==== Data in this exercise

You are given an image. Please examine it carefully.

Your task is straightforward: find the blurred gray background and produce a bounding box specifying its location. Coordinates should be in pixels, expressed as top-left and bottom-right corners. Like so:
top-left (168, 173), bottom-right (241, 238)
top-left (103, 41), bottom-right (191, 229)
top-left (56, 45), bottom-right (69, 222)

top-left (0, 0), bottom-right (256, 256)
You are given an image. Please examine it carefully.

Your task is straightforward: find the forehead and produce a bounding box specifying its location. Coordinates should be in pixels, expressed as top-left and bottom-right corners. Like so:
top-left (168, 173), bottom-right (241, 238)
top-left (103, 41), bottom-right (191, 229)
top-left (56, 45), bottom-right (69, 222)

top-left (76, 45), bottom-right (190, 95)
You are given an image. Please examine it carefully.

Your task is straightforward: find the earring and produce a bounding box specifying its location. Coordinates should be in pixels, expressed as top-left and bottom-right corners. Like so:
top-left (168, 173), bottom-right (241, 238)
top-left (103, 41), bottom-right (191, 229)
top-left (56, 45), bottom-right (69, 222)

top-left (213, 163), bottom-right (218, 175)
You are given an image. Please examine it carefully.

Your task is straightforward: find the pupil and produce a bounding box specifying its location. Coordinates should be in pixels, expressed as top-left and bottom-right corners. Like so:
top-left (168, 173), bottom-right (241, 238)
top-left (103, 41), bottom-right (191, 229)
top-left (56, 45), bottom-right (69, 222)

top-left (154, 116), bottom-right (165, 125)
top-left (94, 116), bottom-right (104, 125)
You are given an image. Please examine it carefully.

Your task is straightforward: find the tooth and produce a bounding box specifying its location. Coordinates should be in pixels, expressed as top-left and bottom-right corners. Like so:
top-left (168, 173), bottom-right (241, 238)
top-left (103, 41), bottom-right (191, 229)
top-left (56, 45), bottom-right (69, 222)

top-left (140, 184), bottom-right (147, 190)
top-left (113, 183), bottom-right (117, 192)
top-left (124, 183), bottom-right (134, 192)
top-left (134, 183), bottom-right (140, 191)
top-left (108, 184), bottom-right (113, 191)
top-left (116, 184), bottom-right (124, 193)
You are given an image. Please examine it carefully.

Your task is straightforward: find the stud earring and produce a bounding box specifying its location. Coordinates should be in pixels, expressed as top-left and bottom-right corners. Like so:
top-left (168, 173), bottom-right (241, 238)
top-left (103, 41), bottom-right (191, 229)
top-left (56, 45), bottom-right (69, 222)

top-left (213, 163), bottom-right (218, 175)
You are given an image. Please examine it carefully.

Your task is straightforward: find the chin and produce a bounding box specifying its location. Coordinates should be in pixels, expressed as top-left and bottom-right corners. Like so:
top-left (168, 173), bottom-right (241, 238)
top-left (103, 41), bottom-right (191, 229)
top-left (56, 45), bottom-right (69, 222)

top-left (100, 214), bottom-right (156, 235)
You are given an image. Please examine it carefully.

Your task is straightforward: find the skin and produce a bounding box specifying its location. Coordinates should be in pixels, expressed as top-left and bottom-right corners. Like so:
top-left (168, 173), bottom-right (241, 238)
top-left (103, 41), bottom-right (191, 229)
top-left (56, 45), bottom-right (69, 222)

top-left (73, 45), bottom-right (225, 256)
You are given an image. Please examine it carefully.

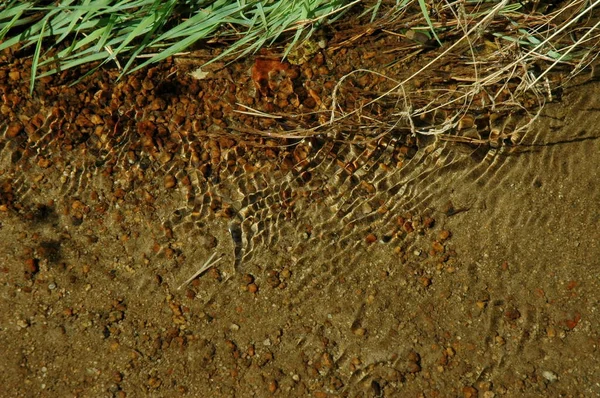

========

Exercise: Reproduce the listing above, swapping every occurrence of "straightforward" for "simple" and keeping everything else unchanged. Omit the pictures.

Solution to the exercise:
You are given an image. Please examine it carefully.

Your task is simple: find the blurred gray background and produce a bounding box specifying its location. Coordinates should be in pixels, expressed as top-left and bottom-right corners. Like so:
top-left (168, 173), bottom-right (241, 238)
top-left (103, 41), bottom-right (191, 229)
top-left (56, 45), bottom-right (69, 222)

top-left (0, 0), bottom-right (256, 256)
You are given an image. Please examine it carefully.

Your task is simple: find the forehead and produce a bounding box specifying its location. Coordinates should be in pixels, expressed as top-left and bottom-right corners. Like so:
top-left (168, 173), bottom-right (241, 238)
top-left (103, 41), bottom-right (191, 229)
top-left (56, 45), bottom-right (69, 222)

top-left (76, 45), bottom-right (190, 95)
You are given an image. Please examine it carefully.

Your task is simple: find the earring and produce a bounding box specifying its location. Coordinates should be in pixels, expressed as top-left and bottom-right corners. Like so:
top-left (168, 173), bottom-right (241, 238)
top-left (103, 41), bottom-right (191, 229)
top-left (56, 45), bottom-right (69, 222)

top-left (213, 163), bottom-right (218, 175)
You are given an image. Please examine it carefully.

Your task is simple: find the pupil and produce a bounding box specifying its location. Coordinates should be in pixels, expressed as top-left and bottom-right corners. Like so:
top-left (168, 173), bottom-right (241, 238)
top-left (103, 41), bottom-right (191, 229)
top-left (56, 45), bottom-right (69, 222)

top-left (154, 116), bottom-right (165, 125)
top-left (94, 116), bottom-right (104, 125)
You are given an image. Please examine it carefully.

Your task is simple: find the tooth and produce a bounding box specifying its location. Coordinates should be in pixels, expressed as top-left and bottom-right corners. Like so:
top-left (168, 173), bottom-right (241, 238)
top-left (103, 41), bottom-right (191, 229)
top-left (56, 45), bottom-right (69, 222)

top-left (140, 184), bottom-right (147, 190)
top-left (113, 183), bottom-right (117, 192)
top-left (124, 183), bottom-right (134, 192)
top-left (134, 183), bottom-right (140, 191)
top-left (108, 184), bottom-right (113, 191)
top-left (116, 184), bottom-right (124, 193)
You are given an image. Please examine it carefully.

Your task is simple: find the stud earring and produce a bounding box specifying its location. Coordinates should be in pixels, expressed as top-left and bottom-right corners. Like so:
top-left (168, 173), bottom-right (241, 238)
top-left (103, 41), bottom-right (191, 229)
top-left (56, 45), bottom-right (69, 222)

top-left (213, 163), bottom-right (218, 175)
You are given an image. Please examine it carefully.

Your task is simple: find the chin and produce a bounding box specifying its location. Coordinates should be in pixels, expressed as top-left and bottom-right corners. Like so:
top-left (168, 173), bottom-right (241, 238)
top-left (103, 41), bottom-right (191, 229)
top-left (56, 45), bottom-right (69, 222)

top-left (100, 214), bottom-right (156, 235)
You are given an image. Please examine it carefully.

Your task is simple: find the skin and produce a bounding box specifying its location. Coordinates should be in pixels, expressed as top-left and bottom-right corners. Like so:
top-left (168, 173), bottom-right (241, 238)
top-left (103, 41), bottom-right (191, 229)
top-left (56, 45), bottom-right (69, 222)

top-left (73, 45), bottom-right (225, 256)
You are given an image. Please examine it carefully.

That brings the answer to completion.